### Your goal
Among the records below, how many lines contain "unopened"? State the number and nothing more.

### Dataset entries
☆ ☆ ☆ ☆ ☆
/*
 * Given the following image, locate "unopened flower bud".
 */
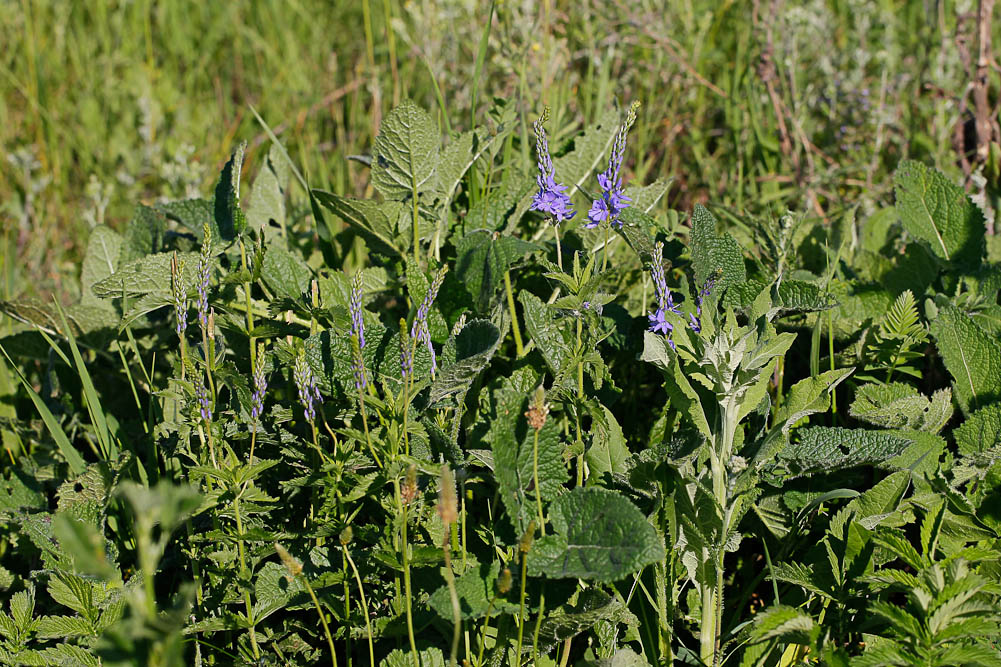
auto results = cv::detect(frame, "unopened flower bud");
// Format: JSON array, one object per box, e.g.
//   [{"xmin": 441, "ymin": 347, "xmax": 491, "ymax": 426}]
[
  {"xmin": 497, "ymin": 568, "xmax": 513, "ymax": 594},
  {"xmin": 339, "ymin": 526, "xmax": 353, "ymax": 546},
  {"xmin": 437, "ymin": 466, "xmax": 458, "ymax": 528},
  {"xmin": 519, "ymin": 521, "xmax": 537, "ymax": 554}
]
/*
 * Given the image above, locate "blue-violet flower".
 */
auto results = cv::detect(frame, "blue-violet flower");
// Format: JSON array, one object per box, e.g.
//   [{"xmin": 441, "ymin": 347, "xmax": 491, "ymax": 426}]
[{"xmin": 530, "ymin": 108, "xmax": 576, "ymax": 223}]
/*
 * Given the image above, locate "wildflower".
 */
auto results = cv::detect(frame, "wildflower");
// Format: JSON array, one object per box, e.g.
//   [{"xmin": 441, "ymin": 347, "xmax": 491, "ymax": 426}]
[
  {"xmin": 250, "ymin": 346, "xmax": 268, "ymax": 420},
  {"xmin": 648, "ymin": 308, "xmax": 673, "ymax": 336},
  {"xmin": 350, "ymin": 334, "xmax": 366, "ymax": 391},
  {"xmin": 401, "ymin": 464, "xmax": 419, "ymax": 505},
  {"xmin": 647, "ymin": 241, "xmax": 680, "ymax": 349},
  {"xmin": 196, "ymin": 224, "xmax": 213, "ymax": 331},
  {"xmin": 530, "ymin": 108, "xmax": 576, "ymax": 223},
  {"xmin": 411, "ymin": 266, "xmax": 448, "ymax": 375},
  {"xmin": 688, "ymin": 274, "xmax": 717, "ymax": 334},
  {"xmin": 399, "ymin": 318, "xmax": 413, "ymax": 380},
  {"xmin": 293, "ymin": 351, "xmax": 321, "ymax": 422},
  {"xmin": 195, "ymin": 373, "xmax": 212, "ymax": 423},
  {"xmin": 525, "ymin": 386, "xmax": 549, "ymax": 431},
  {"xmin": 586, "ymin": 102, "xmax": 639, "ymax": 229},
  {"xmin": 171, "ymin": 253, "xmax": 188, "ymax": 337},
  {"xmin": 349, "ymin": 272, "xmax": 365, "ymax": 350}
]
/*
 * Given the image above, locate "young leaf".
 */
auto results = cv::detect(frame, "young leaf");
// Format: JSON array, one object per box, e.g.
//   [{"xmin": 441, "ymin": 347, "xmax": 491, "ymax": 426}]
[
  {"xmin": 893, "ymin": 160, "xmax": 985, "ymax": 269},
  {"xmin": 929, "ymin": 303, "xmax": 1001, "ymax": 414},
  {"xmin": 690, "ymin": 204, "xmax": 746, "ymax": 299},
  {"xmin": 371, "ymin": 100, "xmax": 439, "ymax": 200},
  {"xmin": 213, "ymin": 141, "xmax": 248, "ymax": 239},
  {"xmin": 528, "ymin": 487, "xmax": 664, "ymax": 582}
]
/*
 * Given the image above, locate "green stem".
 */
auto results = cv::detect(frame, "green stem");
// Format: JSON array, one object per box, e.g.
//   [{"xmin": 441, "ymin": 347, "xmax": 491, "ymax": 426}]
[
  {"xmin": 503, "ymin": 269, "xmax": 524, "ymax": 357},
  {"xmin": 443, "ymin": 543, "xmax": 461, "ymax": 667},
  {"xmin": 532, "ymin": 428, "xmax": 545, "ymax": 536},
  {"xmin": 302, "ymin": 575, "xmax": 338, "ymax": 667},
  {"xmin": 343, "ymin": 545, "xmax": 375, "ymax": 667},
  {"xmin": 515, "ymin": 549, "xmax": 529, "ymax": 664},
  {"xmin": 554, "ymin": 222, "xmax": 563, "ymax": 272},
  {"xmin": 232, "ymin": 494, "xmax": 260, "ymax": 660},
  {"xmin": 575, "ymin": 316, "xmax": 585, "ymax": 487},
  {"xmin": 357, "ymin": 385, "xmax": 382, "ymax": 467},
  {"xmin": 531, "ymin": 585, "xmax": 545, "ymax": 665},
  {"xmin": 395, "ymin": 481, "xmax": 419, "ymax": 666},
  {"xmin": 475, "ymin": 596, "xmax": 497, "ymax": 667},
  {"xmin": 602, "ymin": 224, "xmax": 609, "ymax": 272},
  {"xmin": 239, "ymin": 239, "xmax": 256, "ymax": 370}
]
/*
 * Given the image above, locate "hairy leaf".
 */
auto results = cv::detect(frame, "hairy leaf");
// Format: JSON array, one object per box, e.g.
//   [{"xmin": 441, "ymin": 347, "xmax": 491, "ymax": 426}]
[
  {"xmin": 929, "ymin": 303, "xmax": 1001, "ymax": 414},
  {"xmin": 371, "ymin": 100, "xmax": 439, "ymax": 200}
]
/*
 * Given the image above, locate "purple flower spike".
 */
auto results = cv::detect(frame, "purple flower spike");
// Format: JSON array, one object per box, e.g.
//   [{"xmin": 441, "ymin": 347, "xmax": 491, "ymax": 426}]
[
  {"xmin": 530, "ymin": 109, "xmax": 576, "ymax": 223},
  {"xmin": 196, "ymin": 224, "xmax": 213, "ymax": 331},
  {"xmin": 293, "ymin": 352, "xmax": 320, "ymax": 422},
  {"xmin": 648, "ymin": 308, "xmax": 673, "ymax": 336},
  {"xmin": 411, "ymin": 266, "xmax": 448, "ymax": 377},
  {"xmin": 195, "ymin": 375, "xmax": 212, "ymax": 423},
  {"xmin": 586, "ymin": 102, "xmax": 639, "ymax": 229},
  {"xmin": 250, "ymin": 348, "xmax": 268, "ymax": 420},
  {"xmin": 349, "ymin": 272, "xmax": 365, "ymax": 350},
  {"xmin": 171, "ymin": 253, "xmax": 188, "ymax": 337}
]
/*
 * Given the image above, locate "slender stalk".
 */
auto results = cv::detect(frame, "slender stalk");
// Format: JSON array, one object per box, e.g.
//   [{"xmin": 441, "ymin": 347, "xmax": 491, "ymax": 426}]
[
  {"xmin": 575, "ymin": 316, "xmax": 585, "ymax": 487},
  {"xmin": 302, "ymin": 576, "xmax": 338, "ymax": 667},
  {"xmin": 232, "ymin": 494, "xmax": 260, "ymax": 660},
  {"xmin": 531, "ymin": 586, "xmax": 545, "ymax": 664},
  {"xmin": 394, "ymin": 480, "xmax": 419, "ymax": 665},
  {"xmin": 503, "ymin": 269, "xmax": 524, "ymax": 357},
  {"xmin": 532, "ymin": 428, "xmax": 545, "ymax": 536},
  {"xmin": 475, "ymin": 595, "xmax": 497, "ymax": 666},
  {"xmin": 442, "ymin": 544, "xmax": 461, "ymax": 667},
  {"xmin": 515, "ymin": 549, "xmax": 529, "ymax": 664},
  {"xmin": 602, "ymin": 225, "xmax": 610, "ymax": 272},
  {"xmin": 343, "ymin": 545, "xmax": 375, "ymax": 667},
  {"xmin": 239, "ymin": 239, "xmax": 256, "ymax": 369},
  {"xmin": 554, "ymin": 222, "xmax": 563, "ymax": 272},
  {"xmin": 356, "ymin": 385, "xmax": 382, "ymax": 467}
]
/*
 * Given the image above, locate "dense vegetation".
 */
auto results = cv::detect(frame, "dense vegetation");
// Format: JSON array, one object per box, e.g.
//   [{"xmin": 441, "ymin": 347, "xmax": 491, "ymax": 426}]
[{"xmin": 2, "ymin": 2, "xmax": 1001, "ymax": 666}]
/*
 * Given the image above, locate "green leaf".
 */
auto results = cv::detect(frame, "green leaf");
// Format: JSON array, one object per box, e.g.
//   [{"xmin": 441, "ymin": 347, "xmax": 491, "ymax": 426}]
[
  {"xmin": 79, "ymin": 226, "xmax": 121, "ymax": 306},
  {"xmin": 455, "ymin": 230, "xmax": 537, "ymax": 311},
  {"xmin": 312, "ymin": 190, "xmax": 408, "ymax": 257},
  {"xmin": 954, "ymin": 403, "xmax": 1001, "ymax": 456},
  {"xmin": 371, "ymin": 100, "xmax": 439, "ymax": 200},
  {"xmin": 246, "ymin": 143, "xmax": 289, "ymax": 232},
  {"xmin": 616, "ymin": 207, "xmax": 658, "ymax": 262},
  {"xmin": 528, "ymin": 487, "xmax": 665, "ymax": 582},
  {"xmin": 519, "ymin": 291, "xmax": 571, "ymax": 380},
  {"xmin": 779, "ymin": 427, "xmax": 914, "ymax": 474},
  {"xmin": 929, "ymin": 303, "xmax": 1001, "ymax": 413},
  {"xmin": 586, "ymin": 402, "xmax": 629, "ymax": 477},
  {"xmin": 486, "ymin": 370, "xmax": 568, "ymax": 534},
  {"xmin": 772, "ymin": 368, "xmax": 854, "ymax": 436},
  {"xmin": 539, "ymin": 589, "xmax": 638, "ymax": 647},
  {"xmin": 261, "ymin": 244, "xmax": 312, "ymax": 301},
  {"xmin": 0, "ymin": 343, "xmax": 86, "ymax": 475},
  {"xmin": 580, "ymin": 648, "xmax": 650, "ymax": 667},
  {"xmin": 428, "ymin": 319, "xmax": 502, "ymax": 405},
  {"xmin": 623, "ymin": 178, "xmax": 671, "ymax": 214},
  {"xmin": 850, "ymin": 383, "xmax": 953, "ymax": 433},
  {"xmin": 118, "ymin": 205, "xmax": 166, "ymax": 265},
  {"xmin": 428, "ymin": 561, "xmax": 518, "ymax": 621},
  {"xmin": 380, "ymin": 647, "xmax": 445, "ymax": 667},
  {"xmin": 36, "ymin": 615, "xmax": 94, "ymax": 639},
  {"xmin": 432, "ymin": 126, "xmax": 505, "ymax": 203},
  {"xmin": 749, "ymin": 605, "xmax": 817, "ymax": 644},
  {"xmin": 641, "ymin": 332, "xmax": 712, "ymax": 439},
  {"xmin": 894, "ymin": 160, "xmax": 985, "ymax": 269},
  {"xmin": 690, "ymin": 204, "xmax": 746, "ymax": 299},
  {"xmin": 213, "ymin": 140, "xmax": 248, "ymax": 239},
  {"xmin": 92, "ymin": 251, "xmax": 201, "ymax": 298},
  {"xmin": 156, "ymin": 198, "xmax": 215, "ymax": 239}
]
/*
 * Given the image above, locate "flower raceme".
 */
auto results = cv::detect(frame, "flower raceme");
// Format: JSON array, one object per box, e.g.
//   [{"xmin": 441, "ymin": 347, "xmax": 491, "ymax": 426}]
[
  {"xmin": 586, "ymin": 101, "xmax": 640, "ymax": 230},
  {"xmin": 530, "ymin": 108, "xmax": 575, "ymax": 223},
  {"xmin": 411, "ymin": 265, "xmax": 448, "ymax": 376}
]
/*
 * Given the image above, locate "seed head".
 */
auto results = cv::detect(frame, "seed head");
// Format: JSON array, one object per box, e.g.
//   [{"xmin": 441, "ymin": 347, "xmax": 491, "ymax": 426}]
[
  {"xmin": 437, "ymin": 465, "xmax": 458, "ymax": 529},
  {"xmin": 274, "ymin": 542, "xmax": 302, "ymax": 577},
  {"xmin": 497, "ymin": 568, "xmax": 513, "ymax": 594},
  {"xmin": 524, "ymin": 386, "xmax": 549, "ymax": 431},
  {"xmin": 519, "ymin": 520, "xmax": 537, "ymax": 554},
  {"xmin": 401, "ymin": 464, "xmax": 419, "ymax": 506}
]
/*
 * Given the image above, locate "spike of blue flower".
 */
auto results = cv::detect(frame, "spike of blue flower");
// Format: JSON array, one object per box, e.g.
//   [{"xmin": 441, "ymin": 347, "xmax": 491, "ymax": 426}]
[
  {"xmin": 586, "ymin": 102, "xmax": 639, "ymax": 229},
  {"xmin": 349, "ymin": 272, "xmax": 365, "ymax": 349},
  {"xmin": 530, "ymin": 109, "xmax": 576, "ymax": 223}
]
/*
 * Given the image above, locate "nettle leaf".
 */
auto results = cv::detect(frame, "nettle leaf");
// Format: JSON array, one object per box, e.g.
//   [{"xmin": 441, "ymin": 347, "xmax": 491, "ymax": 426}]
[
  {"xmin": 519, "ymin": 291, "xmax": 572, "ymax": 380},
  {"xmin": 953, "ymin": 403, "xmax": 1001, "ymax": 456},
  {"xmin": 92, "ymin": 251, "xmax": 202, "ymax": 298},
  {"xmin": 428, "ymin": 561, "xmax": 518, "ymax": 621},
  {"xmin": 433, "ymin": 125, "xmax": 508, "ymax": 204},
  {"xmin": 486, "ymin": 370, "xmax": 567, "ymax": 534},
  {"xmin": 313, "ymin": 190, "xmax": 410, "ymax": 257},
  {"xmin": 246, "ymin": 143, "xmax": 289, "ymax": 232},
  {"xmin": 585, "ymin": 402, "xmax": 629, "ymax": 477},
  {"xmin": 725, "ymin": 279, "xmax": 837, "ymax": 312},
  {"xmin": 528, "ymin": 487, "xmax": 665, "ymax": 582},
  {"xmin": 893, "ymin": 160, "xmax": 985, "ymax": 269},
  {"xmin": 780, "ymin": 427, "xmax": 914, "ymax": 474},
  {"xmin": 156, "ymin": 198, "xmax": 216, "ymax": 239},
  {"xmin": 850, "ymin": 383, "xmax": 953, "ymax": 433},
  {"xmin": 690, "ymin": 204, "xmax": 746, "ymax": 299},
  {"xmin": 455, "ymin": 230, "xmax": 537, "ymax": 312},
  {"xmin": 380, "ymin": 647, "xmax": 445, "ymax": 667},
  {"xmin": 929, "ymin": 303, "xmax": 1001, "ymax": 414},
  {"xmin": 213, "ymin": 140, "xmax": 248, "ymax": 239},
  {"xmin": 80, "ymin": 226, "xmax": 122, "ymax": 305},
  {"xmin": 539, "ymin": 589, "xmax": 638, "ymax": 648},
  {"xmin": 428, "ymin": 319, "xmax": 502, "ymax": 405},
  {"xmin": 641, "ymin": 332, "xmax": 712, "ymax": 440},
  {"xmin": 371, "ymin": 100, "xmax": 439, "ymax": 200},
  {"xmin": 118, "ymin": 205, "xmax": 167, "ymax": 265},
  {"xmin": 623, "ymin": 178, "xmax": 671, "ymax": 214},
  {"xmin": 616, "ymin": 207, "xmax": 658, "ymax": 262},
  {"xmin": 469, "ymin": 170, "xmax": 534, "ymax": 235},
  {"xmin": 261, "ymin": 244, "xmax": 312, "ymax": 301}
]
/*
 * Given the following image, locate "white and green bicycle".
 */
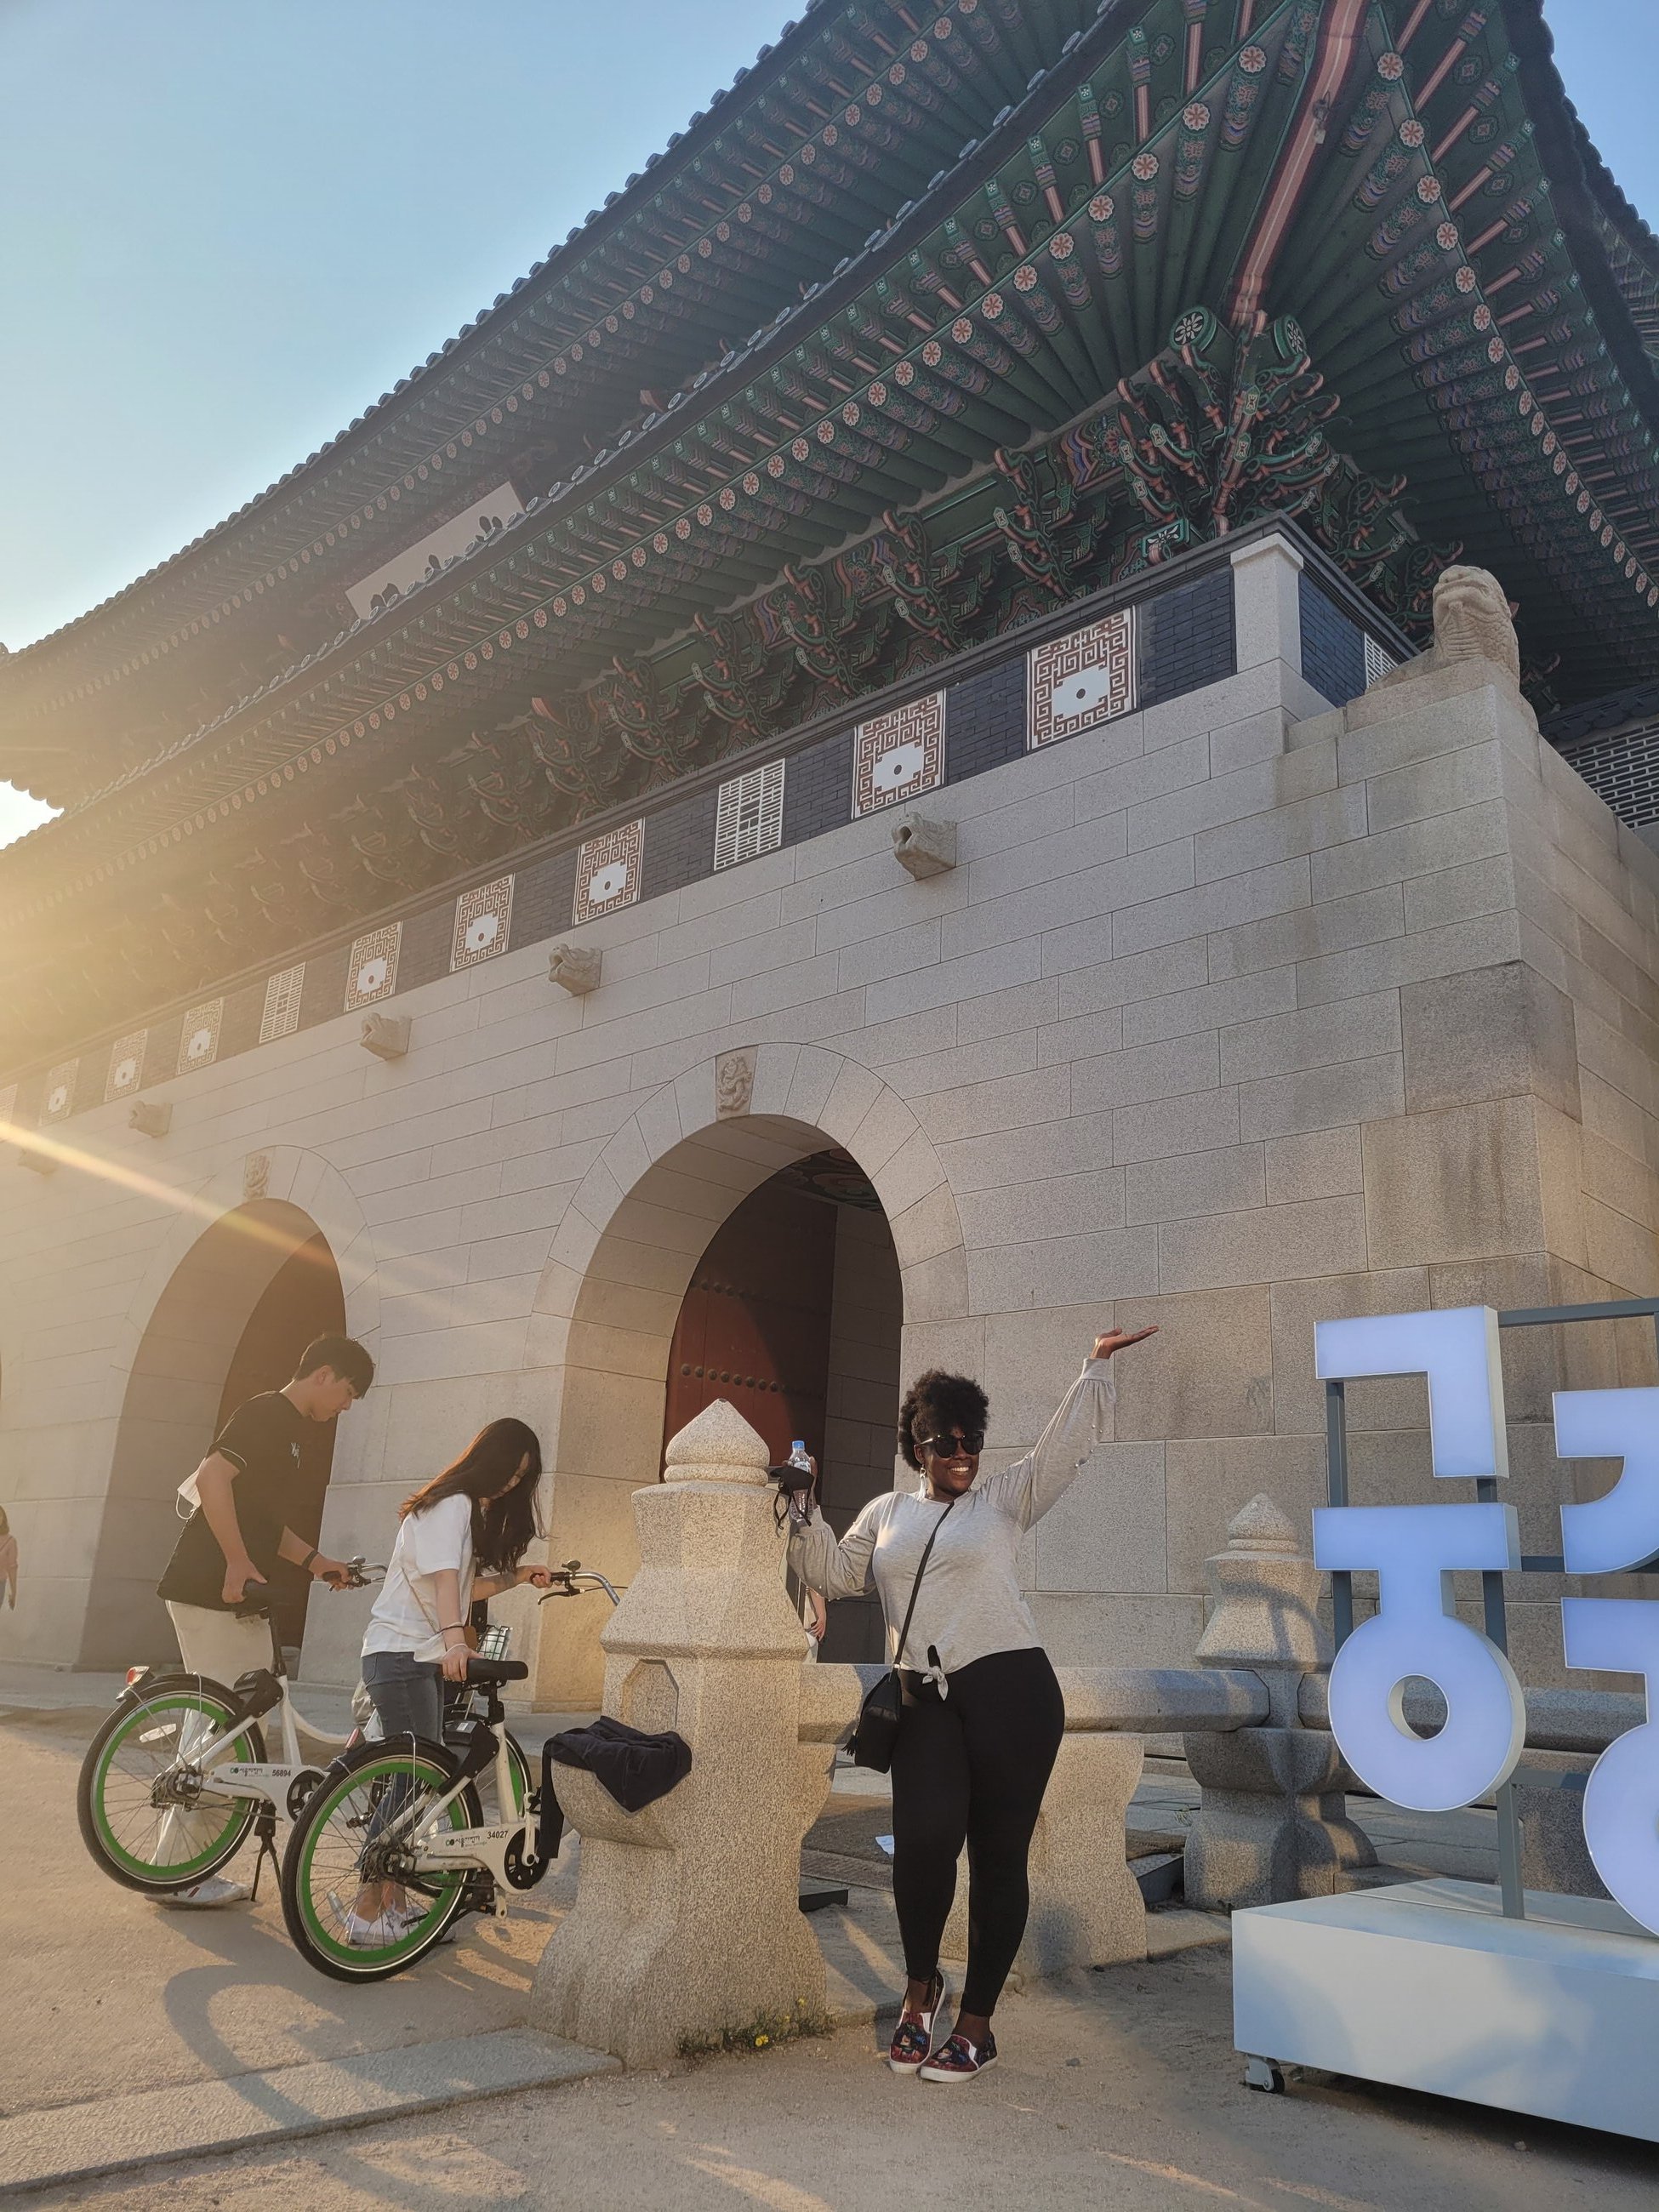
☆ ☆ ☆ ☆ ☆
### Answer for this exercise
2